Start

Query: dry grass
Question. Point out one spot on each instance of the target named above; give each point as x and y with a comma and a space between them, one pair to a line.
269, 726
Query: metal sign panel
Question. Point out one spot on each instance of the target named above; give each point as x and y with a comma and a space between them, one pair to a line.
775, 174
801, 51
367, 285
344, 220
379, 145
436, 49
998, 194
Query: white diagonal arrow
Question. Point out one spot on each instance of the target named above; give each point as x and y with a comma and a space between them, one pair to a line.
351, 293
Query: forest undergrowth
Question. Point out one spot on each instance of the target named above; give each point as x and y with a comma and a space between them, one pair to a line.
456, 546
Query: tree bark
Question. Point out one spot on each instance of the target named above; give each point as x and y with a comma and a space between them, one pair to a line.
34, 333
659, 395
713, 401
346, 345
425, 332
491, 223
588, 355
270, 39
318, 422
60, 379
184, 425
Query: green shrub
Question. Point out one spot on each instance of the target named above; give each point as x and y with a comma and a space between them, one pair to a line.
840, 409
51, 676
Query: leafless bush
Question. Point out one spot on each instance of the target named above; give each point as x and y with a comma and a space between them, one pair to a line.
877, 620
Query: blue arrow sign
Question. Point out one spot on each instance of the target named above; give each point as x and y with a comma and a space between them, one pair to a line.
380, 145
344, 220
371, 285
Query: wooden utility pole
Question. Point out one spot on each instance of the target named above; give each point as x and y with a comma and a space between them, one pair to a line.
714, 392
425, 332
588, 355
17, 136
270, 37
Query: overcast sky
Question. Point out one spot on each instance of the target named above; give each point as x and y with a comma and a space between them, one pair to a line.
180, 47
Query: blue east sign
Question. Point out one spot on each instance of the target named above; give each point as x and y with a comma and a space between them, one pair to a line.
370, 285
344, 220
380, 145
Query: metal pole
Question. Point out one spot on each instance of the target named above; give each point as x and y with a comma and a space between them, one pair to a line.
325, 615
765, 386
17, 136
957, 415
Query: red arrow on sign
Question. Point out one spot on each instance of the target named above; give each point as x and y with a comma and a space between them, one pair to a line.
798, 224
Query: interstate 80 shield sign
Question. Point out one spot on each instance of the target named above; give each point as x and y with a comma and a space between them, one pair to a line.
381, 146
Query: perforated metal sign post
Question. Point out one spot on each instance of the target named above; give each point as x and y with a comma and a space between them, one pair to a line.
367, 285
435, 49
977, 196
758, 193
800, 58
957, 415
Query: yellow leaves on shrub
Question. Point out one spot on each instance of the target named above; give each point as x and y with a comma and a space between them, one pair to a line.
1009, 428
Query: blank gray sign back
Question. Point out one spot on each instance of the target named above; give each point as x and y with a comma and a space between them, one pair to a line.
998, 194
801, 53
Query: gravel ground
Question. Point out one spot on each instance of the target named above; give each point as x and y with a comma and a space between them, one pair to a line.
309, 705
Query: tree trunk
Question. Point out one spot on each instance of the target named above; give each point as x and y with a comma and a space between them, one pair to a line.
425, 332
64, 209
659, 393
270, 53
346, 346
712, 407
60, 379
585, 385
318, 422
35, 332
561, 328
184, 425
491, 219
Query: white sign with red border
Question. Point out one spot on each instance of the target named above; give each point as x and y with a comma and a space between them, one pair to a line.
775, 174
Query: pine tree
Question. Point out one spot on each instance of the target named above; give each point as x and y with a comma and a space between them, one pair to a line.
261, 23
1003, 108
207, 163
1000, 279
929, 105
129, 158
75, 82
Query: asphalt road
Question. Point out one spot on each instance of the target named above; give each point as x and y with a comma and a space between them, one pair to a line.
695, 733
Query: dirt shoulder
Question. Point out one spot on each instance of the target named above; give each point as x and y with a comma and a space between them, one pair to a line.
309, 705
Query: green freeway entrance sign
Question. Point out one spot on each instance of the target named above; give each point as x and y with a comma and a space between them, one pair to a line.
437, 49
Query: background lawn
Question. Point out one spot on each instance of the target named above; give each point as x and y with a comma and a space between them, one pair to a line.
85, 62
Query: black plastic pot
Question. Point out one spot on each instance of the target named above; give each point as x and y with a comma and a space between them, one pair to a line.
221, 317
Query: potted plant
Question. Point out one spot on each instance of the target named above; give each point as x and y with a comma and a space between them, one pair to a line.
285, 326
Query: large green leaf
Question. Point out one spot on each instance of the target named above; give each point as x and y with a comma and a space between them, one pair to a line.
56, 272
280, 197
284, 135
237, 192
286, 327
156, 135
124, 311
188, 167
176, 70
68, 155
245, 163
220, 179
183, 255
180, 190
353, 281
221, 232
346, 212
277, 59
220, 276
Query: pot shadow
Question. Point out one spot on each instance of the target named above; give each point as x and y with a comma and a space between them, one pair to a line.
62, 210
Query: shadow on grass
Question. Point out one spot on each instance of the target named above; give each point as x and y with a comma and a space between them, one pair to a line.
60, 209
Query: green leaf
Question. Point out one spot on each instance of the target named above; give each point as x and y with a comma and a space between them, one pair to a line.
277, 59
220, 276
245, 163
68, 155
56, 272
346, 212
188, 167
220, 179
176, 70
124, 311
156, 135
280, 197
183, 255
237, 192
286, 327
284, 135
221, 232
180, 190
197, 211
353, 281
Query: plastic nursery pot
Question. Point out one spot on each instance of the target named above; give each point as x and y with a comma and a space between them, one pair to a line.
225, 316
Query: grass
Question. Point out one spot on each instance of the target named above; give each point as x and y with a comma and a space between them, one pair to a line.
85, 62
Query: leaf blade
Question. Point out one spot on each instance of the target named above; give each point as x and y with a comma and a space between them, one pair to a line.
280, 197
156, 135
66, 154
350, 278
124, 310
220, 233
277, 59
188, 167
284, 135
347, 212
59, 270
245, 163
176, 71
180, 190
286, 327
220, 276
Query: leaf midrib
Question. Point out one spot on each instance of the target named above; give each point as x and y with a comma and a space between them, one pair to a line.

End

▸ **REQUIREMENTS**
Extract every record and return it verbatim.

▸ **WRITTEN SOLUTION**
Query: dry grass
Question. Point out one spot on each instance of the target named above; give each point as x and y with a comma and a space between them, one pair to a line.
269, 726
Query: metal sign panel
Question. Point out one spot on each instance of the target named above; give each point as x and y with a comma and a space between them, one pair to a line.
775, 174
801, 51
367, 285
344, 220
379, 145
436, 49
998, 194
Query: white diagonal arrow
Question. Point out one spot on each instance of the target named above; give each point as x and y with a comma and a space between them, one pair to a line.
351, 293
Query: forest undergrowth
Question. Point out one spot on each instance of the target named above; give each point as x and y with a comma and a space between them, one pair to a line.
456, 546
Query: tree bark
Question. Point out one spot on each instance of the target named above; give each point as x and y with a comma and a space between them, one pair to a line.
34, 333
659, 395
713, 401
346, 345
425, 332
491, 223
588, 355
270, 39
318, 422
60, 379
184, 425
Query: green shrub
Question. Point out one spot on each instance of the target named above; give each point as x and y with a comma and a space between them, one pair to a line.
840, 409
51, 676
Query: leafless bush
Question. Point out one spot on each instance of the target named above; give each point as x and y with a comma and a space between them, one pair to a line.
877, 620
Query: blue arrow sign
Question. Point out one spot on each instance of the target named above; give each point as x and y with a comma and a space between them, one pair to a line.
380, 145
344, 220
371, 285
Query: wooden utility pole
Question. Point out one spot on each instance of the target named above; give each point as x and y with a comma and a space between them, one pair to a line.
714, 392
425, 332
588, 355
17, 136
270, 37
Query: overcast sky
Question. Point out one spot on each instance of the target named above; give each point as x and y with a comma and a space between them, one pair to a line.
180, 47
Query: blue east sign
Question. Point out one spot on each instance of the target named above; give each point as x and y with a comma and a space between them, one pair to a line.
370, 285
344, 220
380, 145
Query: metal pole
Question. Point out one spot on each instance of the target named above; give each point as x and y with a comma and a space between them, one pair to a line.
325, 615
765, 386
17, 136
957, 415
Query: red arrow on sign
Question. Point out one spot on each instance of the target named above; give each point as x and y with a comma and a space between them, one pair to a line.
798, 224
Query: interstate 80 shield sign
Question. Point out one spot on each instance of the target named above; give each point as x and y with a comma and a space between them, one pair to a line.
381, 146
Query: perforated metal sign post
Question. Point out one spot on each instance of the target named above; give each point as x and y with a comma and a space between them, one pair to a line.
367, 285
435, 49
977, 196
758, 193
800, 58
957, 415
Query: yellow leaves on shrub
Question. Point out one spot on each instance of the target named above; give each point as x and y with a comma and a space between them, one pair to a line.
1009, 428
Query: blank gray sign back
Question. Point out one spot on each instance of the target named above; give each point as x and y with a comma and a space between them, one pair to a line.
998, 194
801, 53
Query: gravel ground
Question. Point out one spot on each instance of the target named above; give each point as x and y with a comma and a space between them, one pair to a line.
309, 705
Query: tree trunk
Question. Point out one spot on each instance of the target named above; give each point as x and y with a comma and a space between them, one pair to a line.
425, 332
64, 209
659, 393
270, 53
346, 346
712, 407
60, 379
585, 385
318, 422
35, 332
561, 328
184, 425
491, 219
Query: white sign with red border
Question. Point out one spot on each instance of the target named above; give each point as x and y with a comma and a space between them, one pair to a line.
775, 174
Query: pine tree
Question. Point out one spot on each instance of the target named above; give each point as x and y with a comma and a space between them, one pair to a line.
261, 23
1003, 108
207, 163
1000, 279
929, 105
129, 158
75, 82
Query: asphalt road
Question. Point out one spot on each instance of the target named above; give each point as x and y with a comma and a space between them, one pair to a line.
695, 733
Query: dirt shoulder
Question. Point out one spot on each instance of the target named above; give each point as x and y with a comma and a space between them, one pair to a line.
309, 705
Query: green freeway entrance sign
Question. Point out one spot on each instance of the target named above; give each point as x and y with a comma and a space between them, one pair to a line.
437, 49
Query: background lawn
Question. Point out one spot on each instance of the target named above; give each point as x and y with a comma and a space between them, one pair to a line.
85, 62
Query: black plastic pot
Question. Point out one spot on each instance of the target named above; give each point as x and y with a comma and a space between them, one pair to a line.
221, 317
Query: potted plant
Question. Point out one spot on each instance of the target named above; give each point as x and y with a comma and a space between them, one pair to a line.
285, 326
Query: large green leaf
Question. Point out one spot on each instance of the target named above; give each point as x and y with a comma and a space between them, one pair to a line.
56, 272
280, 197
284, 135
237, 192
286, 327
156, 135
124, 311
188, 167
176, 70
68, 155
245, 163
220, 179
183, 255
180, 190
353, 281
221, 232
346, 212
277, 59
220, 276
Query: pot shadow
Question. Point out one spot on each instance of the target named above; give each point as x and y with a comma and a space between them, one pair to a line.
62, 210
Query: shadow on grass
Question. Point out one spot on each instance of the target named above; give each point as x and y with a comma and a space between them, one pair to a line.
60, 209
Query: green leaf
Question. Point out one spot on each instance of the target named above; give each point as x and y with a comma and a space between them, one pair to a line.
277, 59
220, 276
245, 163
68, 155
56, 272
346, 212
188, 167
220, 179
176, 70
124, 311
156, 135
280, 197
183, 255
237, 192
286, 327
284, 135
221, 232
180, 190
197, 211
353, 281
Query: plastic nursery pot
Question. Point out one spot on each instance of the target named above; give each point as x and y with a comma and a space between them, one pair to a line.
225, 316
Query: grass
Question. Point out one spot on each instance of the target named above; give each point as x and y with a comma and a space between them, one pair to a line.
85, 62
Query: leaf blade
Question. Point out one spot on each instance of the target named above; give each point as x and y with a comma and a space between them, one pair to a line.
280, 197
156, 135
66, 154
350, 278
124, 310
220, 233
277, 59
188, 167
284, 135
347, 212
59, 270
245, 163
176, 71
180, 190
286, 327
220, 276
Query: leaf midrib
Question. Point out one spot on each instance of the target named above; give each point as x and y with a comma and a space between them, one pair to a line.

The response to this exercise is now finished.